STUDY MATERIAL:
=== Begin Enclosure ===
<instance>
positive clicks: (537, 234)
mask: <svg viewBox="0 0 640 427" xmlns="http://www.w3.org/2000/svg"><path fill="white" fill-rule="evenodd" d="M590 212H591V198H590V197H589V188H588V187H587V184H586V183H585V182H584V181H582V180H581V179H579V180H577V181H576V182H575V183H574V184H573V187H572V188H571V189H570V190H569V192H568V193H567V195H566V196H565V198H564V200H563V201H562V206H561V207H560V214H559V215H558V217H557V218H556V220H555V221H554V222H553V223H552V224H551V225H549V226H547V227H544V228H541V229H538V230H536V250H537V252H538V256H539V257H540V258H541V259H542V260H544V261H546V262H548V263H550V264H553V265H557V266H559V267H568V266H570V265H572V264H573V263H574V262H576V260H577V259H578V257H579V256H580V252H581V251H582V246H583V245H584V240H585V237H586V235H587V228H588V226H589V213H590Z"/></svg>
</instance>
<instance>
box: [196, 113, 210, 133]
=== End Enclosure ===
Nothing in the listing above may be altered; transcribe all of it.

<instance>
positive clicks: (537, 234)
mask: <svg viewBox="0 0 640 427" xmlns="http://www.w3.org/2000/svg"><path fill="white" fill-rule="evenodd" d="M590 212H591V198H590V197H589V188H588V187H587V184H586V183H585V182H584V181H582V180H581V179H579V180H577V181H576V182H575V183H574V184H573V187H572V188H571V189H570V190H569V192H568V193H567V195H566V196H565V198H564V200H563V201H562V206H561V207H560V214H559V215H558V217H557V218H556V220H555V221H554V222H553V223H552V224H551V225H549V226H547V227H544V228H541V229H538V230H536V250H537V252H538V256H539V257H540V258H541V259H542V260H544V261H546V262H548V263H550V264H553V265H557V266H559V267H568V266H570V265H572V264H573V263H574V262H576V260H577V259H578V257H579V256H580V252H581V251H582V246H583V245H584V240H585V237H586V235H587V228H588V226H589V213H590Z"/></svg>
</instance>
<instance>
box: [196, 113, 210, 133]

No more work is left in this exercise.